## Provided data
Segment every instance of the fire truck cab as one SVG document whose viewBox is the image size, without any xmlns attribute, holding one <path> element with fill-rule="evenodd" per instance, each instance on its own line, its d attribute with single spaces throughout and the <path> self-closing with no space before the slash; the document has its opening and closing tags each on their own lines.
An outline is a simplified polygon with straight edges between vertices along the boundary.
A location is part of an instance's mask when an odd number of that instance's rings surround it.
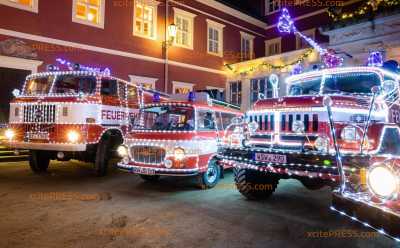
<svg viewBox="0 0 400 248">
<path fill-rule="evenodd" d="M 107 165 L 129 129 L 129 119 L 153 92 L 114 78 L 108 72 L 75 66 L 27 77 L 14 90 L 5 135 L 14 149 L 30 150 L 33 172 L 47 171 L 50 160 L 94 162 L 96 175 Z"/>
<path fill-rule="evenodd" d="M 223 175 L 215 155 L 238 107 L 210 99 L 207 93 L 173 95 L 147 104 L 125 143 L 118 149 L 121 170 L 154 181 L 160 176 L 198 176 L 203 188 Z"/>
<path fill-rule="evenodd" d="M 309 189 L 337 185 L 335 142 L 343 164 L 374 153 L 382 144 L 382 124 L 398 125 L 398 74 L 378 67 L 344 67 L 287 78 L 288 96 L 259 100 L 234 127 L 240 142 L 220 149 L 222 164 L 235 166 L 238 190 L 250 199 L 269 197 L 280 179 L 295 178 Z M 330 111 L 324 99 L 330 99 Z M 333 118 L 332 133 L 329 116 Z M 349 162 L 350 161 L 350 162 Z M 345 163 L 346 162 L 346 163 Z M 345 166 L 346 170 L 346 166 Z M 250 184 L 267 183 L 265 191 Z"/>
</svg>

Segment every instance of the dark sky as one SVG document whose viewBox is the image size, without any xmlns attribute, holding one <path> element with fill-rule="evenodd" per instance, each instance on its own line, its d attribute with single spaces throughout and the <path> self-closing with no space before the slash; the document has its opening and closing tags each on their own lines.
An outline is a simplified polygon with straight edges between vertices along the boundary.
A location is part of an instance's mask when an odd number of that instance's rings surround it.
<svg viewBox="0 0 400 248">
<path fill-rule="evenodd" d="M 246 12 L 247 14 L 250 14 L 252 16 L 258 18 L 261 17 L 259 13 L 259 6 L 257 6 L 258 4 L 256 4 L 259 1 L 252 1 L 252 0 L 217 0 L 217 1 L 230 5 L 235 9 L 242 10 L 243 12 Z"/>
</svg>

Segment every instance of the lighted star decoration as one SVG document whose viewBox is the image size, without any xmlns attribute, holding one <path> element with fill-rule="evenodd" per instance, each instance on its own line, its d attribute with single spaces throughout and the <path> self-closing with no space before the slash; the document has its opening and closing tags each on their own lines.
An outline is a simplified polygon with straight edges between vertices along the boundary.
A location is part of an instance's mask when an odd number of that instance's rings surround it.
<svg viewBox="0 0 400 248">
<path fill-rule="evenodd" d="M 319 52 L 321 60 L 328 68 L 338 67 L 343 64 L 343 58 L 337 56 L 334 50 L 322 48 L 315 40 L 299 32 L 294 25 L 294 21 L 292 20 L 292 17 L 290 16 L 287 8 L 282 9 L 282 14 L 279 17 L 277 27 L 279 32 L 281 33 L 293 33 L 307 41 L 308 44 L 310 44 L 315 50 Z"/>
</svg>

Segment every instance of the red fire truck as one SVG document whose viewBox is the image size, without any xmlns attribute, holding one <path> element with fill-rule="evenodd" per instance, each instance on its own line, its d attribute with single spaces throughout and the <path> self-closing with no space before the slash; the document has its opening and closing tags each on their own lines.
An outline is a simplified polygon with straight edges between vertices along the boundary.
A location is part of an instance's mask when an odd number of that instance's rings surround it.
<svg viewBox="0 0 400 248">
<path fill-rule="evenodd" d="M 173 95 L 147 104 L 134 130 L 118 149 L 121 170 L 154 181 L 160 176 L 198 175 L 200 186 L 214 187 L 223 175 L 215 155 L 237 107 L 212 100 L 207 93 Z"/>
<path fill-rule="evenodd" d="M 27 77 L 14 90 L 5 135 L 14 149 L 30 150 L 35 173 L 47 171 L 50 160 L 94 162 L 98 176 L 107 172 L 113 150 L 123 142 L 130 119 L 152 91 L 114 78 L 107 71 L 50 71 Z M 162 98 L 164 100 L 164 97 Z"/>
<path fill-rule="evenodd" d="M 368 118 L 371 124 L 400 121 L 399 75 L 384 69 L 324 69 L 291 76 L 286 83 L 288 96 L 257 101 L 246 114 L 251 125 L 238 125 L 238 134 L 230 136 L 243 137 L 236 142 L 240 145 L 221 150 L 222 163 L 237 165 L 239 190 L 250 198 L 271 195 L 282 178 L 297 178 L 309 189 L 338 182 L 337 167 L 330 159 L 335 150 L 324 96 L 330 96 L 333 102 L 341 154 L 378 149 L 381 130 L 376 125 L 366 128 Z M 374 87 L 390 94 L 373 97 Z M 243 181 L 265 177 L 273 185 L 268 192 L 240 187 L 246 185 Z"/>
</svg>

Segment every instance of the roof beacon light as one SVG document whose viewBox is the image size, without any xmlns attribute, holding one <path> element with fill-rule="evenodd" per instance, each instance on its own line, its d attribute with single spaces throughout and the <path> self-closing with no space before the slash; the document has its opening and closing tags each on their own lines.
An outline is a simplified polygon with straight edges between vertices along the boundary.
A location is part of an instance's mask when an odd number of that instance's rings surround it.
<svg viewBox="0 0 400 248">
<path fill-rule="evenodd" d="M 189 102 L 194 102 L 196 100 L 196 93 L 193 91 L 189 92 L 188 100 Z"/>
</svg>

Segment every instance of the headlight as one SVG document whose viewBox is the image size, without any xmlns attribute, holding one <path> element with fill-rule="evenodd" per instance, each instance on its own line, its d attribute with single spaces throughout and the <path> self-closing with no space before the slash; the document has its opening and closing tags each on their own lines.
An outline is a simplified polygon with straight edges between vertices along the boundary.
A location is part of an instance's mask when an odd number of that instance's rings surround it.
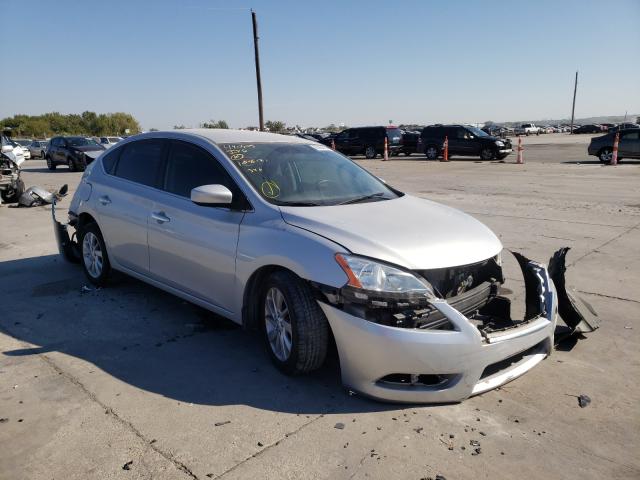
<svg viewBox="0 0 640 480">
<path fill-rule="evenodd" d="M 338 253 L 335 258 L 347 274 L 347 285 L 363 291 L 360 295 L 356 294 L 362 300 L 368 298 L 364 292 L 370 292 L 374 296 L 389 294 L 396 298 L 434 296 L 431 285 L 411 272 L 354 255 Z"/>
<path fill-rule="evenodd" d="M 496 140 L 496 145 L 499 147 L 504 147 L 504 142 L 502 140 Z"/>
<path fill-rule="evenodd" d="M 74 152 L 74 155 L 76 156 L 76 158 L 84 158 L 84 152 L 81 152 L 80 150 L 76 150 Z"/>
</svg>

## Problem to work on
Give back every entry word for word, and drop the pictures as you go.

## Written answer
Segment every instance of the fire truck cab as one SVG document whose viewBox is the image size, without any xmlns attribute, holding one <path> element with fill-rule="evenodd" per instance, each instance on its own line, its d attribute with single spaces throughout and the <path> self-closing with no space before the slash; the document has its opening and closing tags each on their own lines.
An outline is a simplified polygon with straight edges between vertices along the boundary.
A location is part of an instance's mask when an odd number of that instance's rings surround it.
<svg viewBox="0 0 400 248">
<path fill-rule="evenodd" d="M 107 165 L 129 129 L 129 119 L 153 92 L 114 78 L 108 72 L 75 66 L 27 77 L 14 90 L 5 135 L 14 149 L 30 150 L 33 172 L 47 171 L 50 160 L 94 162 L 96 175 Z"/>
<path fill-rule="evenodd" d="M 223 175 L 215 155 L 238 107 L 210 99 L 207 93 L 173 95 L 147 104 L 125 143 L 118 149 L 121 170 L 154 181 L 160 176 L 198 176 L 203 188 Z"/>
<path fill-rule="evenodd" d="M 309 189 L 337 185 L 335 142 L 343 164 L 374 153 L 382 144 L 382 124 L 398 125 L 398 74 L 378 67 L 344 67 L 287 78 L 288 96 L 259 100 L 234 127 L 240 142 L 220 149 L 222 164 L 235 166 L 238 190 L 250 199 L 269 197 L 280 179 L 295 178 Z M 330 111 L 324 99 L 330 99 Z M 333 118 L 332 133 L 329 116 Z M 349 162 L 350 161 L 350 162 Z M 345 163 L 346 162 L 346 163 Z M 345 166 L 346 170 L 346 166 Z M 250 184 L 267 183 L 265 191 Z"/>
</svg>

Segment every instance of the dark sky as one SVG document whose viewBox is the image size, without any xmlns attribute, holding one <path> element with fill-rule="evenodd" per instance, each instance on its own line, its d attribute with single spaces throughout and the <path> self-closing with no space before the slash; the document has its opening and closing tags each on their own lines.
An outline is a simplified polygon with straight edges between vertices along the boundary.
A location is part of an instance's mask when an odd number of that instance's rings surround it.
<svg viewBox="0 0 400 248">
<path fill-rule="evenodd" d="M 246 12 L 247 14 L 250 14 L 252 16 L 258 18 L 261 17 L 259 13 L 259 6 L 257 6 L 258 4 L 256 4 L 259 1 L 252 1 L 252 0 L 217 0 L 217 1 L 230 5 L 235 9 L 242 10 L 243 12 Z"/>
</svg>

Segment every instance of the lighted star decoration as one SVG document whose viewBox is the image size, without any xmlns attribute, holding one <path> element with fill-rule="evenodd" per instance, each instance on its own line, its d attribute with single spaces throughout and the <path> self-closing with no space before the slash; the document has its opening and closing tags each on their own lines.
An outline is a simplified polygon with straight edges between vertices along the boundary.
A location is part of an instance's mask when an odd number of that instance's rings surround it.
<svg viewBox="0 0 400 248">
<path fill-rule="evenodd" d="M 319 52 L 321 60 L 328 68 L 338 67 L 343 64 L 343 58 L 337 56 L 334 50 L 322 48 L 315 40 L 299 32 L 294 25 L 294 21 L 292 20 L 292 17 L 290 16 L 287 8 L 282 9 L 282 14 L 279 17 L 277 27 L 279 32 L 281 33 L 293 33 L 307 41 L 308 44 L 310 44 L 315 50 Z"/>
</svg>

Segment every instance of the red fire truck as one SVG document whose viewBox is the image size, without any xmlns attribute, holding one <path> element with fill-rule="evenodd" per instance, each instance on its own line, its d attribute with single spaces throughout and the <path> self-closing with no space before the slash; the document has its opening and closing tags each on their own lines.
An outline is a simplified polygon with straight edges between vertices along the boundary.
A location is part of an instance's mask when an odd number of that instance's rings surround it.
<svg viewBox="0 0 400 248">
<path fill-rule="evenodd" d="M 173 95 L 147 104 L 134 130 L 118 149 L 121 170 L 154 181 L 160 176 L 198 175 L 200 186 L 214 187 L 223 175 L 215 155 L 237 107 L 212 100 L 207 93 Z"/>
<path fill-rule="evenodd" d="M 27 77 L 14 90 L 5 135 L 14 149 L 30 150 L 35 173 L 47 171 L 50 160 L 94 162 L 98 176 L 107 172 L 113 150 L 123 142 L 130 119 L 152 91 L 114 78 L 107 71 L 50 71 Z M 162 98 L 164 100 L 164 97 Z"/>
<path fill-rule="evenodd" d="M 368 118 L 371 124 L 400 121 L 399 75 L 384 69 L 324 69 L 291 76 L 286 83 L 288 96 L 257 101 L 246 114 L 251 125 L 238 125 L 238 134 L 230 136 L 243 137 L 236 142 L 240 145 L 221 150 L 222 163 L 237 165 L 239 190 L 250 198 L 271 195 L 282 178 L 297 178 L 309 189 L 338 182 L 337 167 L 330 159 L 335 150 L 324 96 L 330 96 L 333 102 L 341 154 L 378 149 L 381 130 L 376 125 L 366 128 Z M 374 87 L 390 94 L 373 97 Z M 243 181 L 265 177 L 273 185 L 268 192 L 240 187 L 246 185 Z"/>
</svg>

Segment every instance of the roof beacon light as one SVG document whose viewBox is the image size, without any xmlns attribute, holding one <path> element with fill-rule="evenodd" per instance, each instance on its own line, its d attribute with single spaces throughout and the <path> self-closing with no space before the slash; the document has its opening and closing tags each on their own lines.
An outline is a simplified polygon with straight edges between vertices along the boundary.
A location is part of an instance's mask when an odd number of that instance's rings surround it.
<svg viewBox="0 0 400 248">
<path fill-rule="evenodd" d="M 189 102 L 194 102 L 196 100 L 196 93 L 193 91 L 189 92 L 188 100 Z"/>
</svg>

Segment every instance of the headlight as one SVG document whose viewBox is the image size, without any xmlns attribute, holding one <path> element with fill-rule="evenodd" per instance, each instance on its own line, its d attribute with single spaces throughout and the <path> self-closing with no space before the slash; the document has its opening and closing tags each on their own lines.
An outline is a simplified polygon with straight edges between vertices along the boundary.
A location is part of an instance's mask when an odd number of that instance's rings surround it.
<svg viewBox="0 0 640 480">
<path fill-rule="evenodd" d="M 338 253 L 335 258 L 347 274 L 347 285 L 363 291 L 360 295 L 356 294 L 362 300 L 368 298 L 364 292 L 370 292 L 374 296 L 389 294 L 396 298 L 434 296 L 431 285 L 411 272 L 354 255 Z"/>
<path fill-rule="evenodd" d="M 496 140 L 496 145 L 499 147 L 504 147 L 504 142 L 502 140 Z"/>
<path fill-rule="evenodd" d="M 74 152 L 74 155 L 76 156 L 76 158 L 84 158 L 84 152 L 81 152 L 80 150 L 76 150 Z"/>
</svg>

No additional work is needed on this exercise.